Problems to work on:
(1) From the passage on data enrichment, list every company or service it names as working in human data enrichment.
(2) Continue the passage on data enrichment from the point where it ends.

I’ve broken this category into “human” and “automated,” but both approaches involve both people and machines. Human data enrichment means taking every row of your data set and having a human being transform it, but this requires a lot of computer automation to keep it reliable. Likewise, automated data enrichment involves setting up rules and scripts to transform data but requires a human to set up and check those rules.
Human enrichment relies on the fact that there are tasks people are simply better at than machines. Take image classification, for example. Humans can easily tell if a satellite photo contains clouds. Machines still struggle to consistently do that.
Language is another big use case for human data enrichment. Natural language processing algorithms can do amazing things, but they can’t spot sarcasm or irony or slang nearly as well as a person can. You’ll often see PR firms and marketers analyze sentiment this way.
Human-enriched daa can also be used to train search algorithms, and people can read and collect disparate information better than a machine can. Again, this requires the tasks to be well set up, and for the software to contain quality control safeguards, but if you get thousands of people working in tandem on simple jobs that people do better than machines, you can enrich tons of data at impressive speeds. Our company, CrowdFlower, is in this space, but so are others likeWorkFusion and in some ways, Amazon Mechanical Turk.

Given information:

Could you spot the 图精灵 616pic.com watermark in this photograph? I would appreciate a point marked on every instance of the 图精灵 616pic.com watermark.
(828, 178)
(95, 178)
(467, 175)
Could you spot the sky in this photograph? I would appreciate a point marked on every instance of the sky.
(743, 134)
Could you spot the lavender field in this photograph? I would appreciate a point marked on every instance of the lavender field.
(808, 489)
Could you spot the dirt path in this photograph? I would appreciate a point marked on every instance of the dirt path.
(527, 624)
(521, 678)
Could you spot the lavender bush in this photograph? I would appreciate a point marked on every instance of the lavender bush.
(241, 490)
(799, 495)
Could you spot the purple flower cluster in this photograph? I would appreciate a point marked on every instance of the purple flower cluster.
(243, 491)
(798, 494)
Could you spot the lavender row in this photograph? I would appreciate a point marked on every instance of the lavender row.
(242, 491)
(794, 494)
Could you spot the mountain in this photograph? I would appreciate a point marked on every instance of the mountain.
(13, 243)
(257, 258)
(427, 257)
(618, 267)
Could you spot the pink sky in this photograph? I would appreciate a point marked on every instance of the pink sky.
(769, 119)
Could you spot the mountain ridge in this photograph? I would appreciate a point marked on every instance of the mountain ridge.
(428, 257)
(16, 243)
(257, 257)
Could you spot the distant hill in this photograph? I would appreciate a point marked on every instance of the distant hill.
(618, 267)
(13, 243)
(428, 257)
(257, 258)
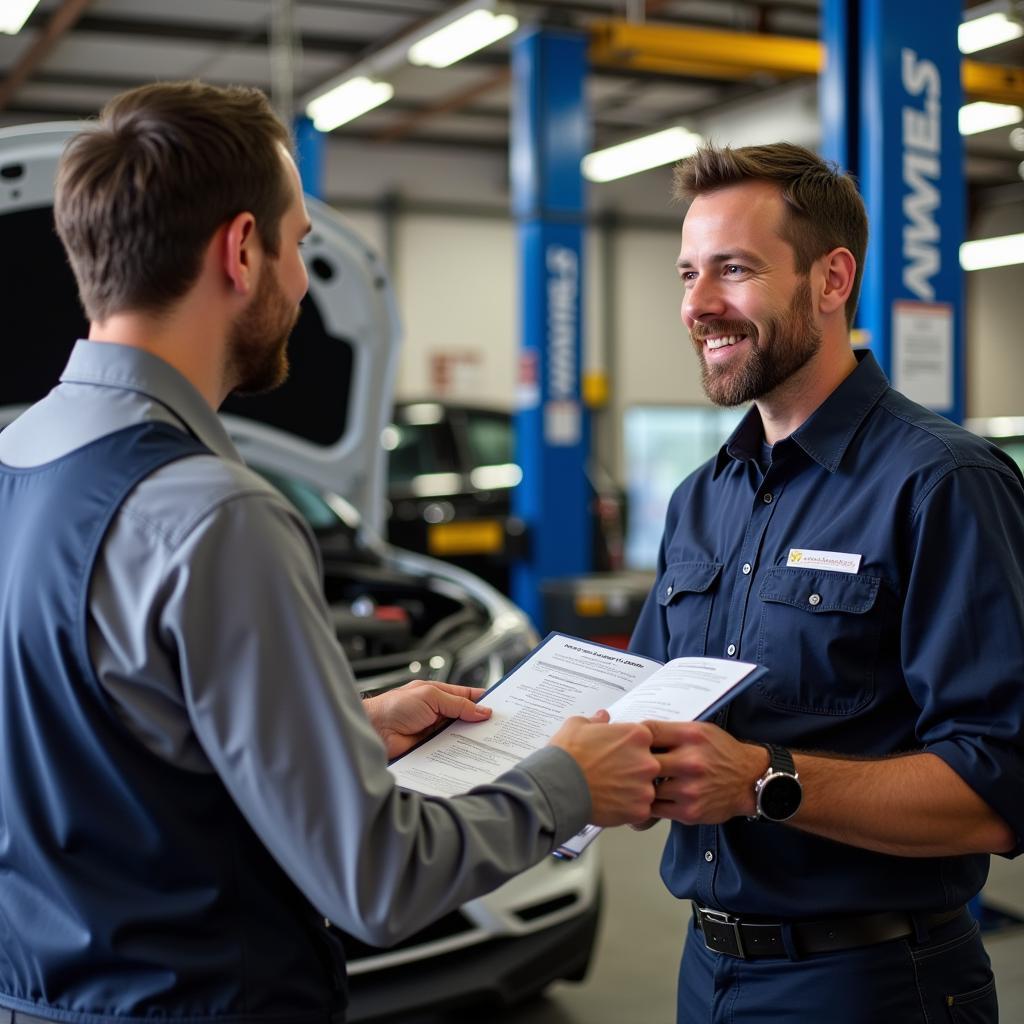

Solved tasks:
(1) CrowdFlower, WorkFusion, Amazon Mechanical Turk

(2)
Automated enrichment has the same goals, but works with scripts and having machines transform raw data into usable data, instead of people. As I mentioned above, you still need a smart data scientist inputting that information and checking it when enrichment is complete, but automated enrichment can be incredibly powerful if all the i’s are dotted. Data with small errors and inconsistencies can be transformed into usable data near instantaneously with the right scripting.
Notably, automated solutions work well for cleaning data that doesn’t need a human eye. Examples range from simple tasks like name and date formatting to more complicated ones like dynamically pulling in meta data from the internet. Trifacta, Tamr, Paxata, and Pentaho come to mind as great automated solutions, but this is a space I see growing quickly as companies rush in to give data scientists some of their valuable time back.
ETL stands for Extract, Transform, and Load and the name gets to the heart of what the tools in this section of our ecosystem do. Essentially, what ETL/Blending solutions do for data scientists is take dissimilar data sources and marry them so analysis can be done.
Here’s an example of what I’m talking about. Say you have a financial database that contains a list of your customers, how much they pay, and what they buy. That lives in one place. Now say you have a differentdatabase containing each customer’s geographical business address. The companies in this space help combine that data into a single, usable database, so a data scientist can look into questions like which regions buy the most of a certain product, which parts of the country are your target market, etc.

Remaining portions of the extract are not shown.